→ **Task goal**
In the part of the records that opens with the line containing "Objective: for every instance of the pointed" and closes with the line containing "Target: stone tower", switch "sample" to "template" and change nothing else. Return only that part.

[Data records]
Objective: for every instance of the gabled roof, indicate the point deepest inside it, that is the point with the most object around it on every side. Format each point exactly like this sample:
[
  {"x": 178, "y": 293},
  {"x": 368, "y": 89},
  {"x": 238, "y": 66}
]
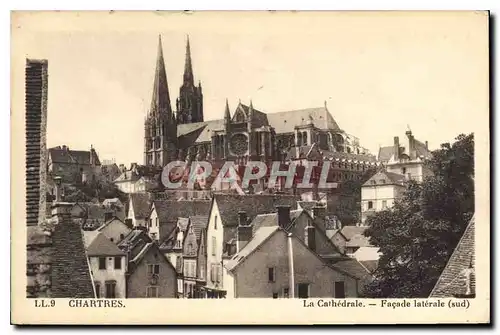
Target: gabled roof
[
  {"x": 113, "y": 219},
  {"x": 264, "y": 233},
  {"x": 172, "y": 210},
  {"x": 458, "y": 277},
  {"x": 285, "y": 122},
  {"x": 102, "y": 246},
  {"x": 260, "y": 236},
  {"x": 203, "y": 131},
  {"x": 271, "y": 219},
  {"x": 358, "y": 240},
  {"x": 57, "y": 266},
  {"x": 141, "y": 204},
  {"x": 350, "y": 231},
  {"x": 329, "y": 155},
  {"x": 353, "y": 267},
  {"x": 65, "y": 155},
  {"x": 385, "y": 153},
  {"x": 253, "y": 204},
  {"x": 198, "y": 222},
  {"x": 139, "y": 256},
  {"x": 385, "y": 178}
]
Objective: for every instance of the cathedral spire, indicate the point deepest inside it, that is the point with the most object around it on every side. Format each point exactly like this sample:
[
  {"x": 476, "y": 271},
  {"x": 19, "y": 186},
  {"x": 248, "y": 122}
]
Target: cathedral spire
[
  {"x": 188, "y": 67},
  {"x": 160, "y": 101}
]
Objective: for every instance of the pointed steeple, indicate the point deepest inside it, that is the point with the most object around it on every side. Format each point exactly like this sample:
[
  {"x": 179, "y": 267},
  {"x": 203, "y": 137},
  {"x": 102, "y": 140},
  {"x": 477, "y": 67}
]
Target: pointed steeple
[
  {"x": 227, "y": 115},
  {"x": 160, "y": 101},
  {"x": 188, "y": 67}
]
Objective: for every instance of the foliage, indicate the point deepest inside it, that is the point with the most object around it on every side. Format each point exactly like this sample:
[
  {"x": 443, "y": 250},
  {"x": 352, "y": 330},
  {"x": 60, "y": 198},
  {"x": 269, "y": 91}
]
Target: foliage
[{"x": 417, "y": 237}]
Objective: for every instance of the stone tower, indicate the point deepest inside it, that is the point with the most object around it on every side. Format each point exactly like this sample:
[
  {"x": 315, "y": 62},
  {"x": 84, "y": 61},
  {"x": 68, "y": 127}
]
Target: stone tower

...

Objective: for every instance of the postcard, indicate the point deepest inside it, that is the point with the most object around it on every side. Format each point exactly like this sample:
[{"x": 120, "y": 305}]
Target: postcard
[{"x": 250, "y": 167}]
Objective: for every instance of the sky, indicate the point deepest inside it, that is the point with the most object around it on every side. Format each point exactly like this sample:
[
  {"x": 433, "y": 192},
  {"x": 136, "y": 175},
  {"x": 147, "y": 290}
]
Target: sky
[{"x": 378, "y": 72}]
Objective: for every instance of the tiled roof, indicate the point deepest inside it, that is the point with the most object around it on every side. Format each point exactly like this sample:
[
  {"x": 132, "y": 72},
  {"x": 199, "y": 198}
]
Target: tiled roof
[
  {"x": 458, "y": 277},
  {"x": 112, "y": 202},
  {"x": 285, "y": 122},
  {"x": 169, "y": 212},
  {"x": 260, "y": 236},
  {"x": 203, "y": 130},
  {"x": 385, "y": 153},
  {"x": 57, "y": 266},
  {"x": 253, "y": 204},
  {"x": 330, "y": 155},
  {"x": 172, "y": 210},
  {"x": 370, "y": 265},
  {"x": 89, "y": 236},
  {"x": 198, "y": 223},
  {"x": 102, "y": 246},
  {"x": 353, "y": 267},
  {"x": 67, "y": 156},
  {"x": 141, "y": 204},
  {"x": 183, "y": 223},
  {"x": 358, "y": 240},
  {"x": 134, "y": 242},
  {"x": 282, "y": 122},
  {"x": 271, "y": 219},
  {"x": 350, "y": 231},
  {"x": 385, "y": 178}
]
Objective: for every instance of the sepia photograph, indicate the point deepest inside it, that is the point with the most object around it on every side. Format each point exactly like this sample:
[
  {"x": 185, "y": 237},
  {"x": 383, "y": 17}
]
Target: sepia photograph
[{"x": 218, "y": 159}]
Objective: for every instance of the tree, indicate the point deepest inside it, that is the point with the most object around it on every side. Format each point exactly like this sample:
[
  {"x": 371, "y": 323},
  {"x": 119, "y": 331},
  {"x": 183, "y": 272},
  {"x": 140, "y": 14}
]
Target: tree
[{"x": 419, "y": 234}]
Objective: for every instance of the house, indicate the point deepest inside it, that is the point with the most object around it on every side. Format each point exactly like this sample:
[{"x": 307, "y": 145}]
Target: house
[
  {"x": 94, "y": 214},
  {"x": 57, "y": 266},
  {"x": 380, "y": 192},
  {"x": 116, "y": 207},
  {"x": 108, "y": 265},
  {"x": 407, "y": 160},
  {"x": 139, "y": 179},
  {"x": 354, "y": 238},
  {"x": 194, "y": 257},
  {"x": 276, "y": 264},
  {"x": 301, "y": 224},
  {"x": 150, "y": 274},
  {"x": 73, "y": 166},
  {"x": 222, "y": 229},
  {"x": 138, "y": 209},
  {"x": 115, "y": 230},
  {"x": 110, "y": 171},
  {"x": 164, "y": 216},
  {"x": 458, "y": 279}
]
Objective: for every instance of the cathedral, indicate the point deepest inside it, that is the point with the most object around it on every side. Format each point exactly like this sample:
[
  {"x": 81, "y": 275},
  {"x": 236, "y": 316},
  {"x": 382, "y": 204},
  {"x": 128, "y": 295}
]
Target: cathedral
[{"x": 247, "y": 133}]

→ **Expected answer**
Objective: for every instance of the pointed steeple, indicate the point deepest inside it, that is the point with the most object around it on every side. Format each point exactly like this template:
[
  {"x": 179, "y": 267},
  {"x": 203, "y": 137},
  {"x": 102, "y": 140},
  {"x": 477, "y": 67}
]
Target: pointed steeple
[
  {"x": 227, "y": 115},
  {"x": 160, "y": 101},
  {"x": 188, "y": 67}
]
Objective: for every instance of the foliage, indicate the point deepest inside it, that is the point with the most object around it on every side. Format each point exactly like this template:
[
  {"x": 443, "y": 250},
  {"x": 352, "y": 330},
  {"x": 60, "y": 198},
  {"x": 269, "y": 91}
]
Target: foliage
[{"x": 417, "y": 237}]
Objective: for every instance of the stone tower, indicate the point deepest inside it, that is the point with the most object around it on every side. Format each point exactly like this template:
[
  {"x": 315, "y": 62},
  {"x": 84, "y": 61},
  {"x": 68, "y": 127}
]
Target: stone tower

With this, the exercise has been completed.